§ **WORK REQUIRED**:
An exact copy of every entry is needed, without any of the pictures.

++++++++++

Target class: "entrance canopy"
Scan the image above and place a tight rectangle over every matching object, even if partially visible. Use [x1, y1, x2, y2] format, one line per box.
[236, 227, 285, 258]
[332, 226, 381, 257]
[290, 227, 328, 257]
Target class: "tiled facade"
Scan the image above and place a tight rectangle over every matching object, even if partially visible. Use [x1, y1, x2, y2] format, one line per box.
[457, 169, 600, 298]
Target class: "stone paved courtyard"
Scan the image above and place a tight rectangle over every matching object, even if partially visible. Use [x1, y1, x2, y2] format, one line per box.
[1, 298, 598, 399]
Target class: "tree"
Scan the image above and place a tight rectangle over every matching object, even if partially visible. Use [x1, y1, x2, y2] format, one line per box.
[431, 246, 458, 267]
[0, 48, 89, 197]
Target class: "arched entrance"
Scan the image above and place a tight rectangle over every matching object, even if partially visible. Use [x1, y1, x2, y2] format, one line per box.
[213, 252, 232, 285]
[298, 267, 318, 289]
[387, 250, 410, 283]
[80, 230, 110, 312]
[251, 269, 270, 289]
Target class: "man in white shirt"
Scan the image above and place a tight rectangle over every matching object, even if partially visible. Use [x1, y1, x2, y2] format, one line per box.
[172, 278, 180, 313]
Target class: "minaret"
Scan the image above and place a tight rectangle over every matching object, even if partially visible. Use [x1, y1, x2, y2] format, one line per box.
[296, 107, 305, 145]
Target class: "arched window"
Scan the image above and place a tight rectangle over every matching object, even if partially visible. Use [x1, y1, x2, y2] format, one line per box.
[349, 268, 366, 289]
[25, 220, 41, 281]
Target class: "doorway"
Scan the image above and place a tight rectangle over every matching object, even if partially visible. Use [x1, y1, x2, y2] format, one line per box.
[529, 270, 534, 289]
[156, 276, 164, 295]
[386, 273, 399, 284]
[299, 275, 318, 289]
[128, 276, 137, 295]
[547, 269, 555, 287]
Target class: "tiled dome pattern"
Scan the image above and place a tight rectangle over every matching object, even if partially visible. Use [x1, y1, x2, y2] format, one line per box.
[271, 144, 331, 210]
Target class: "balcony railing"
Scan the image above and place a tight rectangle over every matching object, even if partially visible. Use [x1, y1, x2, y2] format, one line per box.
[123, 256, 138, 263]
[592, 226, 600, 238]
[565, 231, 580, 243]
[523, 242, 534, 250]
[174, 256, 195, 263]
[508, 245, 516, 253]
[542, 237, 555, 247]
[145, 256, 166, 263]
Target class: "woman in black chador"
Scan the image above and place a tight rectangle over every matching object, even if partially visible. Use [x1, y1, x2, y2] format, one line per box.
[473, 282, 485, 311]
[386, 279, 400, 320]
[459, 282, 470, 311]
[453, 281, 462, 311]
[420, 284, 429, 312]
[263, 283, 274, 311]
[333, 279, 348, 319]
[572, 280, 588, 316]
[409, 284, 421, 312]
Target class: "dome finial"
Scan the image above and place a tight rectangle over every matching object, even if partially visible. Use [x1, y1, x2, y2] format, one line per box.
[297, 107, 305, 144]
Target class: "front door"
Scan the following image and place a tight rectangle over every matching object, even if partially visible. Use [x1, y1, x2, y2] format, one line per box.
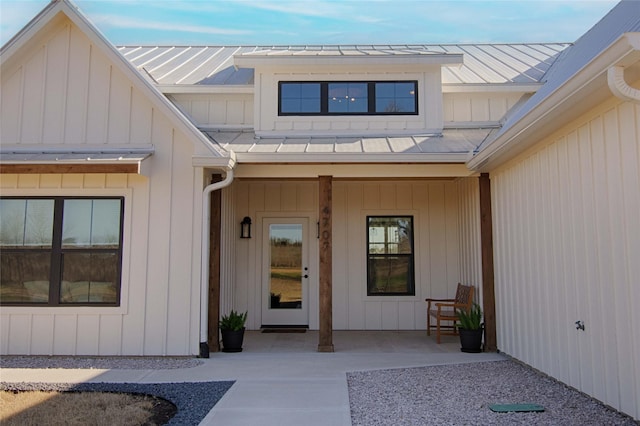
[261, 218, 309, 326]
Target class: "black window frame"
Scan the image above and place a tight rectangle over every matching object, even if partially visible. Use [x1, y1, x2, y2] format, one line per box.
[0, 196, 125, 307]
[278, 80, 419, 116]
[366, 215, 415, 296]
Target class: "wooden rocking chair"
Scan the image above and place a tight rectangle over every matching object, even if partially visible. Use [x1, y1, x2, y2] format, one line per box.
[426, 283, 475, 343]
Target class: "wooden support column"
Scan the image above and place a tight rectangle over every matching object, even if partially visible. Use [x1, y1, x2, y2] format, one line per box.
[479, 173, 497, 352]
[208, 174, 222, 353]
[318, 175, 334, 352]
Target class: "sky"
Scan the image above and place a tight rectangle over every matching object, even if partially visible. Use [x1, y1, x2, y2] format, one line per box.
[1, 0, 621, 47]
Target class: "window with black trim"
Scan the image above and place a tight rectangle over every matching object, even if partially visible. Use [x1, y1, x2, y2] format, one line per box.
[279, 81, 418, 116]
[367, 216, 415, 296]
[0, 197, 124, 306]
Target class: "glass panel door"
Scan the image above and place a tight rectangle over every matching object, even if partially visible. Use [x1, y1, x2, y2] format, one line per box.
[262, 218, 308, 326]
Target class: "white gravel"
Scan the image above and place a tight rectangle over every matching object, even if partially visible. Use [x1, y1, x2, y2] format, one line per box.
[347, 360, 637, 425]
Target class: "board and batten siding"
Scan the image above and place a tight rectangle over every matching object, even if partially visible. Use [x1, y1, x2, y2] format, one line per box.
[332, 180, 461, 330]
[443, 92, 525, 125]
[170, 93, 254, 128]
[254, 69, 443, 135]
[456, 177, 483, 307]
[231, 179, 465, 330]
[231, 180, 319, 329]
[0, 146, 203, 356]
[0, 15, 206, 356]
[1, 20, 156, 146]
[490, 98, 640, 419]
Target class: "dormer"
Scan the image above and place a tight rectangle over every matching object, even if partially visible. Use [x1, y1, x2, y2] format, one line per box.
[232, 46, 463, 137]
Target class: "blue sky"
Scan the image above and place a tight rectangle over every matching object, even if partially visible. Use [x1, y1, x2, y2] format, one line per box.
[1, 0, 620, 47]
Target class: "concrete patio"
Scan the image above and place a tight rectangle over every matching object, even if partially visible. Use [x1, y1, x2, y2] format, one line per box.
[1, 331, 506, 425]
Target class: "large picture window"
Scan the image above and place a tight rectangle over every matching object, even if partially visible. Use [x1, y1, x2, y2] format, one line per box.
[0, 197, 124, 306]
[367, 216, 415, 296]
[279, 81, 418, 116]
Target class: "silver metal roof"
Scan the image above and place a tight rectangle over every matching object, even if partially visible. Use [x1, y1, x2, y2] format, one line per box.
[0, 146, 154, 164]
[203, 129, 490, 163]
[489, 1, 640, 144]
[118, 44, 570, 86]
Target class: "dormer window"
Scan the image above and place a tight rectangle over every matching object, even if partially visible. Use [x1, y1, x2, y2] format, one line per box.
[279, 81, 418, 116]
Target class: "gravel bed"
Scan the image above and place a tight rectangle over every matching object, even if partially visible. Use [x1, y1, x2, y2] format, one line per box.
[1, 381, 234, 426]
[348, 360, 637, 425]
[0, 356, 203, 369]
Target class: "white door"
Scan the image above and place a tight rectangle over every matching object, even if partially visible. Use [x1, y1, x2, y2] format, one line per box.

++++++++++

§ **EXPECTED OUTPUT**:
Target class: "entrance canopy"
Scan the image above and place a tight rectangle over every matching object, even if partially visible. Use [x1, y1, x2, y2] format, one line per box.
[236, 227, 285, 258]
[332, 226, 381, 257]
[290, 227, 328, 257]
Target class: "tiled facade"
Scan the image above and place a tight rectangle over every matching object, even if partially visible. Use [x1, y1, x2, y2] format, one line per box.
[457, 169, 600, 298]
Target class: "stone paved courtyard"
Scan the image above and place a tight rectangle over every matching object, even if partially visible. Use [x1, y1, x2, y2] format, one line per box.
[1, 298, 598, 399]
Target class: "tree"
Scan the image above and place a tight rectangle over every matching object, even if partially visible. Use [x1, y1, x2, y2] format, one line per box.
[431, 246, 458, 267]
[0, 48, 89, 197]
Target class: "arched entrance"
Scan the image above and place a tight rectangle over every matching object, even if partially visible. Use [x1, y1, x2, y2] format, one line per box.
[213, 252, 232, 285]
[298, 267, 318, 289]
[387, 250, 410, 283]
[80, 230, 110, 312]
[251, 269, 270, 289]
Target class: "man in white shirt"
Scan the image above and place a tight rectangle over every matching object, even if partially visible. Use [x1, y1, x2, y2] format, one line per box.
[172, 278, 180, 313]
Target class: "minaret"
Scan the image above and place a tight rectangle over every matching object, even if partially visible. Use [x1, y1, x2, y2] format, one line per box.
[296, 107, 305, 145]
Target class: "arched window"
Scan the image above and place a tight rectangle over every matching object, even if partially visible. Use [x1, y1, x2, y2] format, one line per box.
[349, 268, 366, 289]
[25, 220, 41, 281]
Target class: "doorway"
Scan the image above and place a tight rectangle over every matching object, even if partially visible. Use [x1, y1, x2, y2] format, one line per box.
[529, 270, 534, 289]
[156, 276, 164, 295]
[386, 273, 399, 284]
[299, 275, 318, 289]
[128, 276, 137, 295]
[547, 269, 555, 287]
Target class: "tiled dome pattern"
Scan the image above and place a tight rectangle over every matching object, even if partially visible. Use [x1, y1, x2, y2] format, one line per box.
[271, 144, 331, 210]
Target class: "balcony railing"
Scan the image above and place a tight rectangle over every matching object, even if partially visible. Use [x1, y1, x2, y2] format, one line per box.
[123, 256, 138, 263]
[592, 226, 600, 238]
[565, 231, 580, 243]
[523, 242, 534, 250]
[174, 256, 195, 263]
[508, 245, 516, 253]
[542, 237, 555, 247]
[145, 256, 166, 263]
Target class: "woman in black chador"
Scan the image above and place a tight rectangle over every matching object, even if partially visible. Use [x1, y1, x2, y2] format, one line per box.
[473, 282, 485, 311]
[386, 279, 400, 320]
[459, 282, 470, 311]
[453, 281, 462, 311]
[420, 284, 429, 312]
[263, 283, 274, 311]
[333, 279, 348, 319]
[572, 280, 588, 316]
[409, 284, 421, 312]
Target class: "dome finial"
Scan the image above and place a tight rectangle over every matching object, even if partially visible. Use [x1, y1, x2, y2] format, one line per box.
[297, 107, 305, 144]
Target class: "front door"
Scan the following image and place a tight rectangle over every matching object, even if partially visible. Use [x1, y1, x2, y2] format, one line per box.
[261, 218, 309, 326]
Target class: "black window frame"
Scan the image above and place a tight rectangle over every matching object, even if partially visible. Use [x1, y1, x2, y2] format, one line per box.
[0, 196, 125, 307]
[278, 80, 419, 116]
[366, 215, 415, 296]
Target class: "wooden rocking chair"
Scan the image above and place a tight rectangle over every matching object, even if partially visible. Use [x1, y1, x2, y2] format, one line per box.
[426, 283, 475, 343]
Target class: "wooden support column"
Scan the image above and place a tight rectangle over every matching object, even if partially visible. Use [x1, y1, x2, y2] format, one line per box.
[479, 173, 497, 352]
[208, 174, 222, 353]
[318, 175, 334, 352]
Target class: "sky"
Scan the image above and place a tight rectangle over every matching object, even if partially visible. Use [x1, y1, x2, y2] format, one line per box.
[1, 0, 621, 47]
Target class: "window with black trim"
Scan the image above and place a tight rectangle over every matching object, even if partially visible. Use [x1, y1, x2, y2] format, one line per box.
[279, 81, 418, 116]
[367, 216, 415, 296]
[0, 197, 124, 306]
Target class: "glass panel door"
Scan the image above and place a tight rectangle over every matching object, even if partially visible. Use [x1, y1, x2, y2] format, one line per box.
[262, 218, 308, 326]
Target class: "white gravel"
Scan the image above and place a tight rectangle over every matching object, even if partially visible. Use [x1, y1, x2, y2] format, one line per box.
[347, 360, 637, 425]
Target class: "board and batten siding"
Scan the image above and place a tight rectangle over every matching object, even if partially visible. Use [x1, y1, x2, y2] format, one line per box.
[332, 180, 461, 330]
[443, 92, 525, 125]
[170, 93, 254, 128]
[254, 69, 443, 135]
[456, 177, 483, 307]
[231, 179, 465, 330]
[231, 180, 319, 329]
[0, 146, 203, 356]
[0, 15, 206, 356]
[1, 20, 156, 146]
[490, 98, 640, 419]
Target class: "dormer"
Scan the image above and place a tight rectangle over every matching object, even if partially visible. Use [x1, y1, x2, y2] format, one line per box.
[232, 46, 463, 137]
Target class: "blue sky"
Scan the image above and place a tight rectangle over every matching object, even if partially visible. Use [x1, y1, x2, y2] format, one line per box.
[1, 0, 620, 47]
Target class: "concrete patio"
Scan the image above and place a tight rectangle over every matching object, even if partially visible. Use [x1, y1, x2, y2] format, one line per box.
[1, 331, 506, 425]
Target class: "large picture window"
Scan the image above and place a tight rectangle over every matching object, even if partially visible. Use [x1, y1, x2, y2] format, one line per box.
[0, 197, 124, 306]
[367, 216, 415, 296]
[279, 81, 418, 116]
Target class: "silver metal roof"
Scan the image above and place a tight rectangle over every matching object, even if partially visible. Use [x1, y1, x2, y2] format, one line per box.
[0, 146, 154, 164]
[203, 129, 490, 163]
[489, 1, 640, 144]
[118, 44, 570, 86]
Target class: "dormer window"
Scan the image above and place a tight rectangle over every matching object, even if partially visible. Use [x1, y1, x2, y2] format, one line per box.
[279, 81, 418, 116]
Target class: "gravel bed"
Scan the image above and place a tight rectangle over every matching object, even if partially visible. Use [x1, y1, x2, y2] format, one line per box.
[1, 381, 234, 426]
[348, 360, 637, 425]
[0, 356, 203, 369]
Target class: "white door"
Scan the image above and place a tight rectangle over every matching object, even if partially visible. Use [x1, y1, x2, y2] format, one line per box.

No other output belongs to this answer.